*Problem:*
If a line includes "white", copy it out of the entries.

*Information given:*
"""

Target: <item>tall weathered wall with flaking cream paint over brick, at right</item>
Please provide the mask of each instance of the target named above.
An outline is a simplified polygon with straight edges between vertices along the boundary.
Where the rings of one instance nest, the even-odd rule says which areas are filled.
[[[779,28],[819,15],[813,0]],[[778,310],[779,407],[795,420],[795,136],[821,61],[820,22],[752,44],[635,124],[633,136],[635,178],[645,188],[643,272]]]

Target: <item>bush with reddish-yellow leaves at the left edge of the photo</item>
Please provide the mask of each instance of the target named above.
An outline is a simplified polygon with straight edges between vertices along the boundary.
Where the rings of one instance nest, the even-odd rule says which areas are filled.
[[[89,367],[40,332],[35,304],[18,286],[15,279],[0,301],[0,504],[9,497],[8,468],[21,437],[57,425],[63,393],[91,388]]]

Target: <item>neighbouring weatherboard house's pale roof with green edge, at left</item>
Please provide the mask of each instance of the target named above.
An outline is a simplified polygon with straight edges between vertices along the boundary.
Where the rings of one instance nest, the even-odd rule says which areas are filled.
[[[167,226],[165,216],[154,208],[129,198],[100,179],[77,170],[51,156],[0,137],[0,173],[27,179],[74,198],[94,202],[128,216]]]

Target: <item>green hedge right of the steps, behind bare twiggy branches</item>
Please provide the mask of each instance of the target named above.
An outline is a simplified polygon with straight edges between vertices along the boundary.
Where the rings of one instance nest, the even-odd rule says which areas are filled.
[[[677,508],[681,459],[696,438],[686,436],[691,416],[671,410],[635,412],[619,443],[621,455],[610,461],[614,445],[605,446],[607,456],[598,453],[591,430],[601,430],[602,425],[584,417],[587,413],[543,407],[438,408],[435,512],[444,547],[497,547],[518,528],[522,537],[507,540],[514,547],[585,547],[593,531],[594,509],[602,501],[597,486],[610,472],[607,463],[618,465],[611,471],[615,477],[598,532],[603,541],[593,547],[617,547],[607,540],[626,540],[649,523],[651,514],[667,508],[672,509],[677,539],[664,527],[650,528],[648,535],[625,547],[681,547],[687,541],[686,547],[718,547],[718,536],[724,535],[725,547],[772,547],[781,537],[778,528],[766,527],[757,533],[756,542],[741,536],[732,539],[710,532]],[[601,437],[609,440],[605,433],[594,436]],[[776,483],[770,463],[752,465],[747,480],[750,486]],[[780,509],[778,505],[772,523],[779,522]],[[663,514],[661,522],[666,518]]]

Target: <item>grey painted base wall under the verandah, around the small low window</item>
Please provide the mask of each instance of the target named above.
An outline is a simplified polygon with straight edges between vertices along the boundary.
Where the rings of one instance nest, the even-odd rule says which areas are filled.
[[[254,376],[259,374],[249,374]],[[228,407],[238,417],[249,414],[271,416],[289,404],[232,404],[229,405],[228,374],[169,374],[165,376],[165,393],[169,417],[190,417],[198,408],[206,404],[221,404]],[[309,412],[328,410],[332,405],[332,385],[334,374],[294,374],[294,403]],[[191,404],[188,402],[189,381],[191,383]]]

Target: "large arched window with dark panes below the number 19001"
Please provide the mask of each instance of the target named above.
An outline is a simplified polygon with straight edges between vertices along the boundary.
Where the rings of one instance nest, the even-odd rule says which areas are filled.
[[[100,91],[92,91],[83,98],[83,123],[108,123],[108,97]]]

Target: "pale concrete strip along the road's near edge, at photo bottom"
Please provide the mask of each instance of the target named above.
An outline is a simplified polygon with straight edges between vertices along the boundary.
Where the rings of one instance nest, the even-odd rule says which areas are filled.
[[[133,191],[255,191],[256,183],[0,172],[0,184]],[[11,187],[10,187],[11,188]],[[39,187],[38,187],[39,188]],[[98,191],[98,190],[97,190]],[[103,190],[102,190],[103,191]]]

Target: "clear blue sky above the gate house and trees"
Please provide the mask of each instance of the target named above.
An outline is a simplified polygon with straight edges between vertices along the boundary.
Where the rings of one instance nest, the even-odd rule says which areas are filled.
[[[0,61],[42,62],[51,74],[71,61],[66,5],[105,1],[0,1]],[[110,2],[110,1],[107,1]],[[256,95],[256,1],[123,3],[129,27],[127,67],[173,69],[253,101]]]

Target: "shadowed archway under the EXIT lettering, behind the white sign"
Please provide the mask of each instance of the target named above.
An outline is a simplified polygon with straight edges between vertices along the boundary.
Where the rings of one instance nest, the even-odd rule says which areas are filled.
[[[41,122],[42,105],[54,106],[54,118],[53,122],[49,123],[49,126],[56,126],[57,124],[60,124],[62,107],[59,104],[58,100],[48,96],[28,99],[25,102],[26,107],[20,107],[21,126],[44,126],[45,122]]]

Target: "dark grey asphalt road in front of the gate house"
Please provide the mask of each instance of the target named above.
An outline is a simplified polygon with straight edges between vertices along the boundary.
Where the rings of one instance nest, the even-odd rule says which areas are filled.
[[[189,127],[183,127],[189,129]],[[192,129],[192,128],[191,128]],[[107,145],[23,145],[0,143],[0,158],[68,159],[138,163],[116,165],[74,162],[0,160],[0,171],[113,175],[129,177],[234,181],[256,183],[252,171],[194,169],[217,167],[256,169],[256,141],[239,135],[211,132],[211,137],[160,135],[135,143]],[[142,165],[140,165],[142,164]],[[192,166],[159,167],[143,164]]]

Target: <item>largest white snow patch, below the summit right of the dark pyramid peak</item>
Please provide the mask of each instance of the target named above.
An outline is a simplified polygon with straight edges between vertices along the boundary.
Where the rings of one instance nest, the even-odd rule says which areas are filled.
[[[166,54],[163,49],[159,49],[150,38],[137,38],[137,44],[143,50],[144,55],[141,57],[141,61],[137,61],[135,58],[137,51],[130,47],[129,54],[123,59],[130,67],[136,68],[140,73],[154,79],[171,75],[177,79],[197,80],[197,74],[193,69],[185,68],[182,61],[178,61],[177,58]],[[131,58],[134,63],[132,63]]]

"""
"""

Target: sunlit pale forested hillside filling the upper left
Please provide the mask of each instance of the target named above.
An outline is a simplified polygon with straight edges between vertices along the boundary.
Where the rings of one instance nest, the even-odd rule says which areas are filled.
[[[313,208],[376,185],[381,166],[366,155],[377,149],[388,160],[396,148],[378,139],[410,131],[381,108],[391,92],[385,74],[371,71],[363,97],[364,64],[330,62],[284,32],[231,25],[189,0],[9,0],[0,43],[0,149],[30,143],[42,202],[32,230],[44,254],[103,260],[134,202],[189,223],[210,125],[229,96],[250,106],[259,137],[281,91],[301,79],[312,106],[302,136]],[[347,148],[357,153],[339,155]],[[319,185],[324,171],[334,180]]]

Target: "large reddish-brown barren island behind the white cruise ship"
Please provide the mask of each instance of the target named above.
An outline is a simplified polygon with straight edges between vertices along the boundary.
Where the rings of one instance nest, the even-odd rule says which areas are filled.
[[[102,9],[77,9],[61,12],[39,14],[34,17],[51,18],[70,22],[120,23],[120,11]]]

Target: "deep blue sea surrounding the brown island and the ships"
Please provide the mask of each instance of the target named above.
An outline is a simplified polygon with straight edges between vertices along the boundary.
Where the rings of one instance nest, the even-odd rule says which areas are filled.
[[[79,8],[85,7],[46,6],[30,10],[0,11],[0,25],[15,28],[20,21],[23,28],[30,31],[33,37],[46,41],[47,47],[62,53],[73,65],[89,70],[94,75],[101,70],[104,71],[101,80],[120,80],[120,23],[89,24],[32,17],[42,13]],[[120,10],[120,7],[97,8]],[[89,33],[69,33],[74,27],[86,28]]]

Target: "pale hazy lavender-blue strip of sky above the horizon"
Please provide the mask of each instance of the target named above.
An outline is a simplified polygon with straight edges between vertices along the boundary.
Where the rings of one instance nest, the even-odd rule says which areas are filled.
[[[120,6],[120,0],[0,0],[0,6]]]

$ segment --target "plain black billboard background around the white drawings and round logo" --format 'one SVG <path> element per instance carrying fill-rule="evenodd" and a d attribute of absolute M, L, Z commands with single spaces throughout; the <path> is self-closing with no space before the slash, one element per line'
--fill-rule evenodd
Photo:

"""

*Response to the exercise:*
Target: "shadowed archway under the EXIT lettering, behind the white sign"
Target: <item>largest white snow patch, below the summit right of the dark pyramid peak</item>
Target: "large reddish-brown barren island behind the white cruise ship"
$ segment --target "plain black billboard background around the white drawings and round logo" --format 'one SVG <path> element per instance carrying fill-rule="evenodd" and a d attribute of absolute M, L, Z commands with single spaces throughout; the <path> is self-closing with no space before the slash, one element per line'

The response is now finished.